-- Begin Provided passage --
Closed xkrogen closed 9 years ago

xkrogen commented 9 years ago

The way observations are named by default when using Bond with RSpec is the entire test description, which is often very verbose. Some of the current bond_test observations (which I think are reasonable length for rspec) are over 100 characters, which exceeds the character limit for filenames to be included in a gem.

Something else needs to be used, though it's not really clear what would be best suited. Imposing a 100-character limit may be reasonable, but could result in a lot of overlap. Something like a 90-character limit plus some sort of unique string at the end (e.g. a hash of the full description) could resolve that, but isn't very human-friendly. Those are my only ideas for now, but I'll keep thinking about it.

gnecula commented 9 years ago

This is a good point. There are a couple of reasons why the name should be recognizable. One is that during merging you want to know what test is involved, and often the file name is the only thing that is visible in the UI. Second, sometimes you want to scan the observation for a test. I do this very rarely, but it would be annoying to not be able to do it.
-- End Provided passage --
-- Begin Data --
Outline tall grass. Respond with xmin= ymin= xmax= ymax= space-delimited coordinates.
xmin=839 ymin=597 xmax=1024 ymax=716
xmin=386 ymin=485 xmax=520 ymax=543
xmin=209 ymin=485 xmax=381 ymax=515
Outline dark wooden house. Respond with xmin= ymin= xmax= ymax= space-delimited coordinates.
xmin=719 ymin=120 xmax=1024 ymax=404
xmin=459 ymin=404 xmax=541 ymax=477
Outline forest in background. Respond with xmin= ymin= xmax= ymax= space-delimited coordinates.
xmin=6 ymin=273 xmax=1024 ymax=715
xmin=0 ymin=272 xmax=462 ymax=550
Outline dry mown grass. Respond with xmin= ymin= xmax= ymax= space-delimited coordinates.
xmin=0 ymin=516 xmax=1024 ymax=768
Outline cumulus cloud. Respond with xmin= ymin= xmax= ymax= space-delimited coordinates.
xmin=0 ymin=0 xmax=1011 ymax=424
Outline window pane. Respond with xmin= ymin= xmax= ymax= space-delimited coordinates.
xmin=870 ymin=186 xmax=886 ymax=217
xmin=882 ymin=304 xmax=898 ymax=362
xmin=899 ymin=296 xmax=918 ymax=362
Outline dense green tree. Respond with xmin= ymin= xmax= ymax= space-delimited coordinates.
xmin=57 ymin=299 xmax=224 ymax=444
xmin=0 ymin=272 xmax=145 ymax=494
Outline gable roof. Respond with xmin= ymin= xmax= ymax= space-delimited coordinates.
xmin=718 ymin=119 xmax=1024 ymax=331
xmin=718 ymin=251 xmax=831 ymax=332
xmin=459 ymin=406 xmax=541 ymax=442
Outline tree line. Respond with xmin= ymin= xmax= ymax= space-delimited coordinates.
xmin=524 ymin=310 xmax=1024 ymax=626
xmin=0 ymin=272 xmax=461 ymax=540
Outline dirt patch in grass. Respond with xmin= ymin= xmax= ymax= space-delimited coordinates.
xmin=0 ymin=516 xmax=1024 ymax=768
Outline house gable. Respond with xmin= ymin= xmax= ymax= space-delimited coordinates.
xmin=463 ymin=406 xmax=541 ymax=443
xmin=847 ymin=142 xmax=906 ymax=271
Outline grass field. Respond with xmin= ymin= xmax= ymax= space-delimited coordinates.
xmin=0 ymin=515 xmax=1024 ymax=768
-- End Data --
Work to complete: From the issue thread above on naming Bond observations, reproduce word for word the part that opens with the words containing "Closed xkrogen closed" and closes with "included in a gem.".

Result:
Closed xkrogen closed 9 years ago

xkrogen commented 9 years ago

The way observations are named by default when using Bond with RSpec is the entire test description, which is often very verbose. Some of the current bond_test observations (which I think are reasonable length for rspec) are over 100 characters, which exceeds the character limit for filenames to be included in a gem.